The Red Book was recently exhumed from its underground vault in Zurich where it had lain hidden for the past 23 years. Begun in 1913 during a turbulent time in his life -- shortly after his split with Freud and just prior to World War I -- this disputed manuscript proves to be the foundation from which Jung's seminal work took form. Consisting of reflections in medieval calligraphy, 53 vivid paintings and drawings, and dialogues with internal guides, this major opus, written over the span of 16 years, illuminates his experiment with his unconscious and exploration of his soul. Jung later remarked that it also laid the foundation for his work on archetypes and the collective unconscious. 

In describing the rationale for his journey, Jung said, "In order to grasp the fantasies which were stirring in me "underground," I knew that I had to let myself plummet down into them." Indeed, throughout the Red Book, Jung descends into realms inhabited by otherworldly creatures and mythic beings in a journey he often feared was psychotic and referred to as "doing a schizophrenia." The terrain in which he traveled was one between conscious and unconscious. Sara Corbett comments in her New York Times article, titled The Holy Grail of the Unconscious, "He found himself in a liminal place, as full of creative abundance as it was of potential ruin, believing it to be the same borderlands traveled by both lunatics and great artists."

## Referring expression data
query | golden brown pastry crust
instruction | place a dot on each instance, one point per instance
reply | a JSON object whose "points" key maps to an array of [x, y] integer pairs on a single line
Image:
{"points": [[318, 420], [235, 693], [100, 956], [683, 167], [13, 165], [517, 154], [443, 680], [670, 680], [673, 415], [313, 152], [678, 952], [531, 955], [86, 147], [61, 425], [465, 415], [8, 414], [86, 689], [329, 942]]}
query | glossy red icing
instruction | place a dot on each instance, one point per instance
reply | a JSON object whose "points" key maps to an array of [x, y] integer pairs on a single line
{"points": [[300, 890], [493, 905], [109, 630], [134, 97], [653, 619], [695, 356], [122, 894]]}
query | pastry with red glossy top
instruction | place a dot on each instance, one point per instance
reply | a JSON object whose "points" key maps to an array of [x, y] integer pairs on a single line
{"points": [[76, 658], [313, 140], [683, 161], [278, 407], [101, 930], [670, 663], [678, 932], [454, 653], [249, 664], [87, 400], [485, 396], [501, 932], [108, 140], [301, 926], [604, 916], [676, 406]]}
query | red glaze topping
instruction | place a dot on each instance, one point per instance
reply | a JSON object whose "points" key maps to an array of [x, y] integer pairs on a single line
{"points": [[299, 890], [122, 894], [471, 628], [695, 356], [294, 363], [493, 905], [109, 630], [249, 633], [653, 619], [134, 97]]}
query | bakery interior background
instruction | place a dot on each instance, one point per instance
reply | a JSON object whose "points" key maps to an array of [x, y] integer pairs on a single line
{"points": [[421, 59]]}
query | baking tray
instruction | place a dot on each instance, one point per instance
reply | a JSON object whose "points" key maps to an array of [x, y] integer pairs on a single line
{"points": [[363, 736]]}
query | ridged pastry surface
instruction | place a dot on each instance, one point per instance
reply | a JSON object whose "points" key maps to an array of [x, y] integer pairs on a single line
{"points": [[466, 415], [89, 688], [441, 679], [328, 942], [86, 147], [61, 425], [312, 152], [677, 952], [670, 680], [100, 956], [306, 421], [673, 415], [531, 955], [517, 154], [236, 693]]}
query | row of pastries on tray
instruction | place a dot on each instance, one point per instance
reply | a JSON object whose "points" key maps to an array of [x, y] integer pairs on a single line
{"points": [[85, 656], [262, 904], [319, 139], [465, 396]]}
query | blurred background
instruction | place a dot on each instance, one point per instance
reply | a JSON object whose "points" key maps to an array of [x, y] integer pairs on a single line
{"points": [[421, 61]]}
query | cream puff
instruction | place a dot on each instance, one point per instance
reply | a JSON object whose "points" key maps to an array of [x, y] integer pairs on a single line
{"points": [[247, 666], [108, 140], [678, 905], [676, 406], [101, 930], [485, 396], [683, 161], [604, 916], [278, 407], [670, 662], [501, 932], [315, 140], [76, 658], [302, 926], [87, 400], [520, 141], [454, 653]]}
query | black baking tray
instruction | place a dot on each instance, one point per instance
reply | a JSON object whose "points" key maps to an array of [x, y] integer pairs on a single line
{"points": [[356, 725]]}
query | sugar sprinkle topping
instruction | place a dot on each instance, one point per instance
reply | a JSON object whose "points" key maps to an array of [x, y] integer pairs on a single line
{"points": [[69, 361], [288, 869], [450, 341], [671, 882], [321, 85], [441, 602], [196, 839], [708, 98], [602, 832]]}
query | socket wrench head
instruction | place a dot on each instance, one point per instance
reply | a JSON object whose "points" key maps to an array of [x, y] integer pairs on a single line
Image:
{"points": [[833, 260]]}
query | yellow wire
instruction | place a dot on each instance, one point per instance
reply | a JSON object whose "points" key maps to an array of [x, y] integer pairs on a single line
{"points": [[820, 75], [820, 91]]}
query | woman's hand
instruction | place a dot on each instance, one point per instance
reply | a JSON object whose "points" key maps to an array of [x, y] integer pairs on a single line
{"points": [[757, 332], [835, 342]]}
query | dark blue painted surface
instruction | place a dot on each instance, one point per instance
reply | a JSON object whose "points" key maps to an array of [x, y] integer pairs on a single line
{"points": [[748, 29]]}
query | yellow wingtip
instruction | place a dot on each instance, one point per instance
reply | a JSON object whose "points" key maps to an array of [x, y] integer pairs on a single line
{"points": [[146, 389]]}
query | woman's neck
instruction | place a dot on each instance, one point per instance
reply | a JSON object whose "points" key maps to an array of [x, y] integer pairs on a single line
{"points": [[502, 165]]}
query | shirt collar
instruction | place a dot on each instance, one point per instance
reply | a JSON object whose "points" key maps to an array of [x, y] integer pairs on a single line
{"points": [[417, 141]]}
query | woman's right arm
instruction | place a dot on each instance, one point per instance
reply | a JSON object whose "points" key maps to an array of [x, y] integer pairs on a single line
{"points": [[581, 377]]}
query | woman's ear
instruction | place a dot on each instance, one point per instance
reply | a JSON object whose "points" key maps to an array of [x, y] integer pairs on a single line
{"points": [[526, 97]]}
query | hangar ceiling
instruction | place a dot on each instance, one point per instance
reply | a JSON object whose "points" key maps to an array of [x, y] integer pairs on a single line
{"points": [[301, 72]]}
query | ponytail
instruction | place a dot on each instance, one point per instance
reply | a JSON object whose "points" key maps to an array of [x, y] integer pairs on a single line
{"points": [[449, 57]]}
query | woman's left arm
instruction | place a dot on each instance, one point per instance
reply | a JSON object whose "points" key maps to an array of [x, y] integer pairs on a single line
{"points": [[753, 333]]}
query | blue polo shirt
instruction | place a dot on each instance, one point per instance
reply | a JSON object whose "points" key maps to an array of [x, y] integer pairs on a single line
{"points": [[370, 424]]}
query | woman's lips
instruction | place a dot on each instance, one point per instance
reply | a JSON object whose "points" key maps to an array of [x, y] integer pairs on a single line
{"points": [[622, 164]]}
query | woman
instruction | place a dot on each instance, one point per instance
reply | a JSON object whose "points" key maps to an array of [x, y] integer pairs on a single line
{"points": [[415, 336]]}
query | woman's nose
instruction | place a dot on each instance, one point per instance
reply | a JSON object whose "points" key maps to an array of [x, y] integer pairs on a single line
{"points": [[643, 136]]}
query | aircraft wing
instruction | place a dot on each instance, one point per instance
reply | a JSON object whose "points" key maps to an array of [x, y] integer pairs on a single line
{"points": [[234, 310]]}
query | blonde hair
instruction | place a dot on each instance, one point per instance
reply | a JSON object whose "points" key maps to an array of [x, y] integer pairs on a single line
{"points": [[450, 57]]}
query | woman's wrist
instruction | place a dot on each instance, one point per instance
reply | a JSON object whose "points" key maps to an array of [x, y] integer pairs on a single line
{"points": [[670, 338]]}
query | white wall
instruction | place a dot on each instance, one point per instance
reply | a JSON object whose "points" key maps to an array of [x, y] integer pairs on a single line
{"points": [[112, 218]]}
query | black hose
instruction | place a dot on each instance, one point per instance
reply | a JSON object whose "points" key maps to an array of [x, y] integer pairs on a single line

## List of tasks
1) According to the Red Book passage, how many paintings and drawings does the manuscript contain?
2) Pick up the Red Book passage after its final sentence and carry it forward.

## Exercise answers
1) 53

2)
The Red Book is a stunning depiction of how Jung traversed a realm he urged his analysands and the collective to discover. And perhaps it is a reminder to the analytic community of the importance of the analyst's inner journey and how we as therapists must delve deeply so that we may assist others in their journey. 

A conference dedicated to the Red Book will be hosted by the CG Jung Institute of San Francisco on June 4-6.